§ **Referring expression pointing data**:
* * * * *
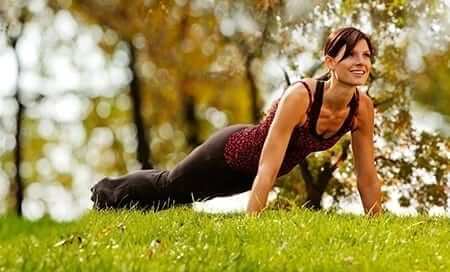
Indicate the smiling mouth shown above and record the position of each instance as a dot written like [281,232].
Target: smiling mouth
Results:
[358,72]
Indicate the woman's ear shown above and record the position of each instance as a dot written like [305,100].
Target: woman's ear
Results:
[330,62]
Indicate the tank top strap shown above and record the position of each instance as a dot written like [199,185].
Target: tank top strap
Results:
[317,102]
[310,96]
[355,108]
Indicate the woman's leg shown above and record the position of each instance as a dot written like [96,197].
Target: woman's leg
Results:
[203,174]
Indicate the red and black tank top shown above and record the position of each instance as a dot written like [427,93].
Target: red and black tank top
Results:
[243,147]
* * * * *
§ **DESCRIPTION OF THE TASK**: All of the entries need to be retyped word for word, pictures excluded.

§ **TASK OUTPUT**:
Indicate the smiling mouth shown above and record the position of each instance as a dot written like [281,232].
Target: smiling mouth
Results:
[358,72]
Indicate the woman's ear shown above and record the position of each instance as a dot written like [305,100].
Target: woman's ear
Results:
[330,62]
Indicate the tank top strap shown above and record the position of each instance as a dot written like [199,185].
Target: tank top strap
Results:
[317,102]
[310,96]
[355,108]
Indicate the woman's leg shown above and record the position of each instance as a dot written like [96,197].
Target: woman's leg
Results:
[203,174]
Indicate the red and black tank top shown above and record the position of each instance as a dot written like [427,93].
Target: red and black tank top
Results:
[243,147]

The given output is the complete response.